Copy the material below verbatim from the line with "Indicate the aluminium" to the line with "Indicate the parked", both lines included, omitting pictures and every line outside that range.

-------------------------

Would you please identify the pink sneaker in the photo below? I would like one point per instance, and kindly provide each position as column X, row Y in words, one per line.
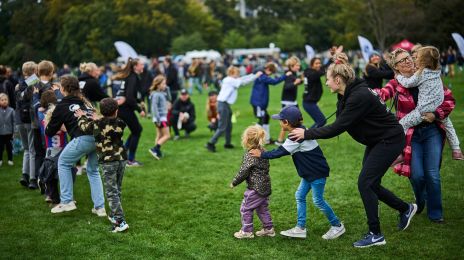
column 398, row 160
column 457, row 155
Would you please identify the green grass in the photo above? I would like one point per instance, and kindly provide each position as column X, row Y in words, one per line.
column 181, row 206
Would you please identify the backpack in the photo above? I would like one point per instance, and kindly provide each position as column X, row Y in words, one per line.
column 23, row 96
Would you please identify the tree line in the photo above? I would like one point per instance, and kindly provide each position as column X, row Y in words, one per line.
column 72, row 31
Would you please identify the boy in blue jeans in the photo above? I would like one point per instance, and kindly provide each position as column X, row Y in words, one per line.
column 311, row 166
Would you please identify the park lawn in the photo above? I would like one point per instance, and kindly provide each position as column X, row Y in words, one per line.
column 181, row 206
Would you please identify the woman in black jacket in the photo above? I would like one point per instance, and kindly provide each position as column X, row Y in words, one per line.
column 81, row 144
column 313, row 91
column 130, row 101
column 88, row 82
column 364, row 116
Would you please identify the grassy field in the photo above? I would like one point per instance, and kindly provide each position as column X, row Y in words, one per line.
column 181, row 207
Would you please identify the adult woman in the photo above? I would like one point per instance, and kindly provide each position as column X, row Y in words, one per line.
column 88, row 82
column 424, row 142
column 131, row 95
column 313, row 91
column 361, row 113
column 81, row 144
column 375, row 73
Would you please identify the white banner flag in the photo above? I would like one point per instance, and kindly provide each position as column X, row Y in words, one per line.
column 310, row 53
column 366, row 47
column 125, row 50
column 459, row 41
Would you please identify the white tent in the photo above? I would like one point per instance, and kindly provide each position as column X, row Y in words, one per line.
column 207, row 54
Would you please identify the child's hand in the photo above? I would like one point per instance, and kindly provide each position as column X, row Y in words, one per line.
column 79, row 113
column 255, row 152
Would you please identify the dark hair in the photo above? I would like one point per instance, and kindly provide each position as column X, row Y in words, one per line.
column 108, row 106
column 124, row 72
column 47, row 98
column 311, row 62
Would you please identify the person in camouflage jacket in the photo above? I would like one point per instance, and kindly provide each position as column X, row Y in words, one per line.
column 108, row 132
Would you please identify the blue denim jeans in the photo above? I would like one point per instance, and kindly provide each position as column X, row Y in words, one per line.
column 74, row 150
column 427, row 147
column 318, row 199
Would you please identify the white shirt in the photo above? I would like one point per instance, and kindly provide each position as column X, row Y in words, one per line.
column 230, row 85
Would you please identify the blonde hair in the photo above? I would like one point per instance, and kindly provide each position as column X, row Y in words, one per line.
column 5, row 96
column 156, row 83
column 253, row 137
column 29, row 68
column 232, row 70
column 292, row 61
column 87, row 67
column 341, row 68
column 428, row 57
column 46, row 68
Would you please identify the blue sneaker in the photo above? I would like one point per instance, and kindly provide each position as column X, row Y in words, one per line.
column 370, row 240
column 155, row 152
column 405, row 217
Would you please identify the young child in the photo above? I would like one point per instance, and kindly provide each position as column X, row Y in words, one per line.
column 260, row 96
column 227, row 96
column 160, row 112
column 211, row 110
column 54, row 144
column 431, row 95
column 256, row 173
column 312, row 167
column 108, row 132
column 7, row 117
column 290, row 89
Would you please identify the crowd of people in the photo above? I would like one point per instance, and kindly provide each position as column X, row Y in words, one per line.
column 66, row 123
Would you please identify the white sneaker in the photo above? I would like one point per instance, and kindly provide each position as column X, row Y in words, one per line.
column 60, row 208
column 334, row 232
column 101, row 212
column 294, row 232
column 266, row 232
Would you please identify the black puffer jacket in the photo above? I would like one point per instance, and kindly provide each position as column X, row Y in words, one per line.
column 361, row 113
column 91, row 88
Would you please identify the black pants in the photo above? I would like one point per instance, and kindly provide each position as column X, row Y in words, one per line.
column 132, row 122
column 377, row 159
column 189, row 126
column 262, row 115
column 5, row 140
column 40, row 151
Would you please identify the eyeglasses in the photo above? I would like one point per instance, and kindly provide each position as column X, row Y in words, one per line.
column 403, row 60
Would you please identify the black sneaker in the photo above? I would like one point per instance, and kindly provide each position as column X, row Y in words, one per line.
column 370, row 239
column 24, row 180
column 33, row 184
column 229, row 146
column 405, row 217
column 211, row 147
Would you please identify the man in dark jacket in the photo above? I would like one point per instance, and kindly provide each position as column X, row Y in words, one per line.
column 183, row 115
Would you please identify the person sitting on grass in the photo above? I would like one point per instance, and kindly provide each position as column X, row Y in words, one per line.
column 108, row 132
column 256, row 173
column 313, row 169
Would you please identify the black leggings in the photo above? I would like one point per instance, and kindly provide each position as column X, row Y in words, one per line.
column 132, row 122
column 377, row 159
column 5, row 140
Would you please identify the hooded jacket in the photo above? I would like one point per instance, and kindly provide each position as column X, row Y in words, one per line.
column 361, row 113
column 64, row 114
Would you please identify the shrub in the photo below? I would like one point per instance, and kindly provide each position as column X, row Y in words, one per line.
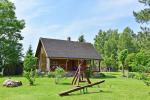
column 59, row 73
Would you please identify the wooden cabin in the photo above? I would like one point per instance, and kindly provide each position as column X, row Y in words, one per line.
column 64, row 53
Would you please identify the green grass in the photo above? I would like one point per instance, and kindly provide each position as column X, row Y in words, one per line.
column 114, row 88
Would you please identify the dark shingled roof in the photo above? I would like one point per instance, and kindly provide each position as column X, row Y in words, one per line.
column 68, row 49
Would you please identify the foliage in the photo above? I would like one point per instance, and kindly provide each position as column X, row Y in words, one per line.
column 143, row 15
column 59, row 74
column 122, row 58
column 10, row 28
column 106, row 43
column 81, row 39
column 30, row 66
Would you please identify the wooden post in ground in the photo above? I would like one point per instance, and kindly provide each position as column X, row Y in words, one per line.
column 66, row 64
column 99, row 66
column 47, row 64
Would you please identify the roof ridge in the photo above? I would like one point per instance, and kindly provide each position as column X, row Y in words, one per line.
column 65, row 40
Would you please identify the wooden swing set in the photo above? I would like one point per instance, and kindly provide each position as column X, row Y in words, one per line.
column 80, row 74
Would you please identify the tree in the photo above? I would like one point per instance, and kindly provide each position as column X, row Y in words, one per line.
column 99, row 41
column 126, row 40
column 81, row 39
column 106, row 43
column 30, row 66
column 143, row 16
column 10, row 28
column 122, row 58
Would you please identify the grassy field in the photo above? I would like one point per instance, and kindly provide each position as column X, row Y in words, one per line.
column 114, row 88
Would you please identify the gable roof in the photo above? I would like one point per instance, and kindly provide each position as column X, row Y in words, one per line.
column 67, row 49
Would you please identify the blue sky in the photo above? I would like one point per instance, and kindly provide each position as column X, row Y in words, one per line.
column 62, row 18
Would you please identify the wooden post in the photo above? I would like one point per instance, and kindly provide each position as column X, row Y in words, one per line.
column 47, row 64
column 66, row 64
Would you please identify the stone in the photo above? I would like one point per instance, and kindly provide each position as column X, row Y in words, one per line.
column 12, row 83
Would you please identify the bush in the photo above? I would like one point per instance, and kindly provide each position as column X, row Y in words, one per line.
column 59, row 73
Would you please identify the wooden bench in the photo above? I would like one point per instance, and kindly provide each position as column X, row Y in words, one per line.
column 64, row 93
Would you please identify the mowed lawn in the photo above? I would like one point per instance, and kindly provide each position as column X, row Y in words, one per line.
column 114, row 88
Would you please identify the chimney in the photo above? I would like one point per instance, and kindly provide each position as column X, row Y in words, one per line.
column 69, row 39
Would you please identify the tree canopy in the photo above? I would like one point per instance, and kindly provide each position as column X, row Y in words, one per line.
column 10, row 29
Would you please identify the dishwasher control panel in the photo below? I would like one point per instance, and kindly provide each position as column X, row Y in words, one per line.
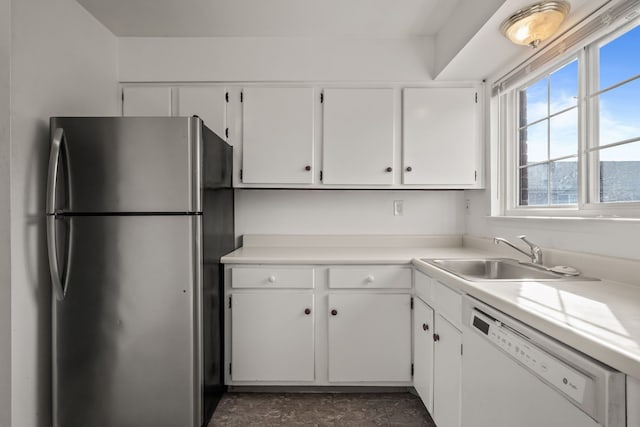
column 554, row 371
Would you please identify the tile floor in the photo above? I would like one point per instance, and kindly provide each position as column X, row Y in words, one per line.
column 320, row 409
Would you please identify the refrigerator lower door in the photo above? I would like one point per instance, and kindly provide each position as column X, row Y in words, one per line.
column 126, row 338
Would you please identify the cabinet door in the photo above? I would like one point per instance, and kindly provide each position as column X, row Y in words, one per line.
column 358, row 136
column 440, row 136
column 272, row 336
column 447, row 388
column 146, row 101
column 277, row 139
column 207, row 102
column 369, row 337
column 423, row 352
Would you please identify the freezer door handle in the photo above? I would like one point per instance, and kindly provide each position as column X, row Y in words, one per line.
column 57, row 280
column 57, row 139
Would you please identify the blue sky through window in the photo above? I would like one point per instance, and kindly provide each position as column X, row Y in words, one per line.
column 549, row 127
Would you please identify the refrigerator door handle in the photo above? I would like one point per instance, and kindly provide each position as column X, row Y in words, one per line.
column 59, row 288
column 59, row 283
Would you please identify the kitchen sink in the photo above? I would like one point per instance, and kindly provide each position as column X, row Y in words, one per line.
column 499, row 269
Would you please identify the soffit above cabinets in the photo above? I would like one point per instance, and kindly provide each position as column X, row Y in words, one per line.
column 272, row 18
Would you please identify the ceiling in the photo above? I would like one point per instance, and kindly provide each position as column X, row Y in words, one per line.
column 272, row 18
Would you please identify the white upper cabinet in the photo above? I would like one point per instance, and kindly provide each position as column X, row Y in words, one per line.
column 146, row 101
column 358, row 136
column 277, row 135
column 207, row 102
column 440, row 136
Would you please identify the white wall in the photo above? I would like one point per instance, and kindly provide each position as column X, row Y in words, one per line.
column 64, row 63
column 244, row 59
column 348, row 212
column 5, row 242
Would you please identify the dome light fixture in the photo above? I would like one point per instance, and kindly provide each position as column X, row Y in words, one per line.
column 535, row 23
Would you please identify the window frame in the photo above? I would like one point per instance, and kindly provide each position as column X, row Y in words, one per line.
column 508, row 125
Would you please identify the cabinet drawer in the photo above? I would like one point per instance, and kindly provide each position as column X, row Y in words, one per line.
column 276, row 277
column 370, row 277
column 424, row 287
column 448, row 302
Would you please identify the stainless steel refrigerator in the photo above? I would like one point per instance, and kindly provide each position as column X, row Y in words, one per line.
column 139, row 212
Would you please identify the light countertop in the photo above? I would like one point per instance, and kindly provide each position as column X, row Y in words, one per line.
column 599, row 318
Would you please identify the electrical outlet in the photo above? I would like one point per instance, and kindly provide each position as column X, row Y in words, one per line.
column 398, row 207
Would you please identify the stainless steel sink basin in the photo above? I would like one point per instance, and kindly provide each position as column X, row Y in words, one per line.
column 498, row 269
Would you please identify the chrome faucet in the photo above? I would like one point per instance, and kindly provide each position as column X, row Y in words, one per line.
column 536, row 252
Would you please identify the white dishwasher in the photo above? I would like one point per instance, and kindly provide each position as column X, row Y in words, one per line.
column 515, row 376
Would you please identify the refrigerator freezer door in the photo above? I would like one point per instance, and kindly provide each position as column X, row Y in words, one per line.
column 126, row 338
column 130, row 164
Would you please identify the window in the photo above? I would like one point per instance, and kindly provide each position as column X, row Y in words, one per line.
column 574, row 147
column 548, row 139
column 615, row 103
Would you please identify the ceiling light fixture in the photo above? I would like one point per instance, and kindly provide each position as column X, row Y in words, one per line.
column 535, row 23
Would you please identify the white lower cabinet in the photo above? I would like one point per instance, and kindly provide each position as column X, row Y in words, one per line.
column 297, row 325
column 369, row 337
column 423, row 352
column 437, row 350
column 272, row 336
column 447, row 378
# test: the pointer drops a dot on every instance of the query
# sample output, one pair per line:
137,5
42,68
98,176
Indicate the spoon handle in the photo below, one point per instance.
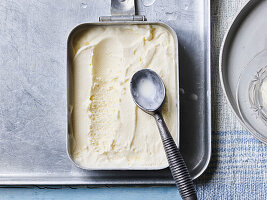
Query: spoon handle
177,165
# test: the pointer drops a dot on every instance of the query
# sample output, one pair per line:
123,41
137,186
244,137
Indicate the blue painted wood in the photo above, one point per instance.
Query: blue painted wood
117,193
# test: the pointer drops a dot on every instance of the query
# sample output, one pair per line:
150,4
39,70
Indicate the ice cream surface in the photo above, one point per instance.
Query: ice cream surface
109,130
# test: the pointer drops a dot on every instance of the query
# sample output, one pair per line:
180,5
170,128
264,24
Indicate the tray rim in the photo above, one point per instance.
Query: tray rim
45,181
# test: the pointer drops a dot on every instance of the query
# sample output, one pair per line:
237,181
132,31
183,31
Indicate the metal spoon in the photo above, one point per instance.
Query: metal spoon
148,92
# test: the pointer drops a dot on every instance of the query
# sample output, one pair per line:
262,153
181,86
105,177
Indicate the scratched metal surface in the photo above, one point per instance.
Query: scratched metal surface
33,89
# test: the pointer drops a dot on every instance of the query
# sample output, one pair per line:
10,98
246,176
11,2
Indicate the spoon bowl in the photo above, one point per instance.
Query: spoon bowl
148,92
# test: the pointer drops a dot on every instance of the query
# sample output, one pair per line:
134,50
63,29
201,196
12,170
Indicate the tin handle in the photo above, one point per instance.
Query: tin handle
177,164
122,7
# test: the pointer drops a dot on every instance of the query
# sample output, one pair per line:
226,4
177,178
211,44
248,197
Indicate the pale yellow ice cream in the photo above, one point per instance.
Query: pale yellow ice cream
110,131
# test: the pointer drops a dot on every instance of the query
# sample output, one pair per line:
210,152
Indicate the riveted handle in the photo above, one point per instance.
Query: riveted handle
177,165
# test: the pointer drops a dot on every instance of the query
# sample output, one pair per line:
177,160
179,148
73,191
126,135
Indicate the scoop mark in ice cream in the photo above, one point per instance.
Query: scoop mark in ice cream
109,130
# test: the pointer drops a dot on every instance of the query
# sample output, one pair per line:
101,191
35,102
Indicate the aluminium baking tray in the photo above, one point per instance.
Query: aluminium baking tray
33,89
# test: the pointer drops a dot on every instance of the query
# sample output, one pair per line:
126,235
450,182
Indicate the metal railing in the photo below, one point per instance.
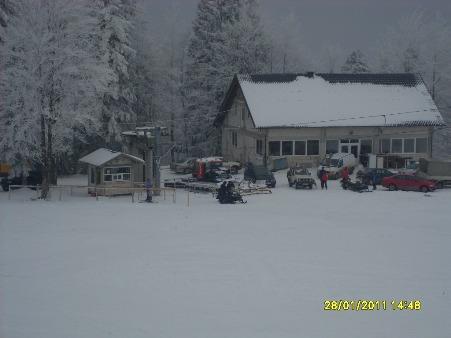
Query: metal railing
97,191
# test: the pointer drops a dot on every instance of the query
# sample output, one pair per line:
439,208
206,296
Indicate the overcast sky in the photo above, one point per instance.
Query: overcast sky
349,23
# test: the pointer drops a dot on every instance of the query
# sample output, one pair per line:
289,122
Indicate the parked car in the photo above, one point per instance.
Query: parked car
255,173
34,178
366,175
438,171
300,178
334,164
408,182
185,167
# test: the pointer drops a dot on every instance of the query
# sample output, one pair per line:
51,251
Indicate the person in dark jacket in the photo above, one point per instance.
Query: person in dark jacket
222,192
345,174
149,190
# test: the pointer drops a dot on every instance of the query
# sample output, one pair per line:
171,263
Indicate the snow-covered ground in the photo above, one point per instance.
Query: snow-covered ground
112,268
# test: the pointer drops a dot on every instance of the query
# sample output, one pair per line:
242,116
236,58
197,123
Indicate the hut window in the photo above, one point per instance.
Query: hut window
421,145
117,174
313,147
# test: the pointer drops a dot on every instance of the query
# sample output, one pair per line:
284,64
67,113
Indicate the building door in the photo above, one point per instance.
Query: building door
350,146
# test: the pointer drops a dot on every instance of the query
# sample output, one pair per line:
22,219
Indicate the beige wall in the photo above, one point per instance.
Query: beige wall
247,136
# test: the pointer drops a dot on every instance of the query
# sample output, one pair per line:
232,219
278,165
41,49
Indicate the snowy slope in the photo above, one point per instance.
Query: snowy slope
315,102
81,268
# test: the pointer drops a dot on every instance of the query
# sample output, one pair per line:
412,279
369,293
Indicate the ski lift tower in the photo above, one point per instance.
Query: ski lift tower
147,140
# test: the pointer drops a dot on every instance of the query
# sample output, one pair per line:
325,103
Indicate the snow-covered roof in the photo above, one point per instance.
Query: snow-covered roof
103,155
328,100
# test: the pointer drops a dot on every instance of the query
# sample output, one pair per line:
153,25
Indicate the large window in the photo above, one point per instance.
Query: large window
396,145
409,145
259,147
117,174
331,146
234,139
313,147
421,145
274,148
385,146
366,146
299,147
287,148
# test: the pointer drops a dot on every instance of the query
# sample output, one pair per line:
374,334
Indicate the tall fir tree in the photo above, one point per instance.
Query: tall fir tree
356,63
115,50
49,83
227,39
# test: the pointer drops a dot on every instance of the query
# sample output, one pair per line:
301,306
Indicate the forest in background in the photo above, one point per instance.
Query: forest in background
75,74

-------------------------

**Result for this task**
Indicate the aluminium baking tray in the photo above, one point per instance.
Query: aluminium baking tray
33,89
# test: the pointer drops a dot on every instance of the query
# sample output, one pair per line:
126,235
450,182
Indicate the metal railing in the photo below, one point per instance.
Query: metal railing
97,191
# test: the pointer drops a dot on every instance of the query
# sample output, one pair per line:
439,208
206,296
Indicate the overcast sky in the photo above, one point per instance.
Query: overcast sky
349,23
# test: the pointer drops a dot on every instance of the query
# sample output, one pair per line:
289,122
Indicate the parked car in the photo above, one point per instance.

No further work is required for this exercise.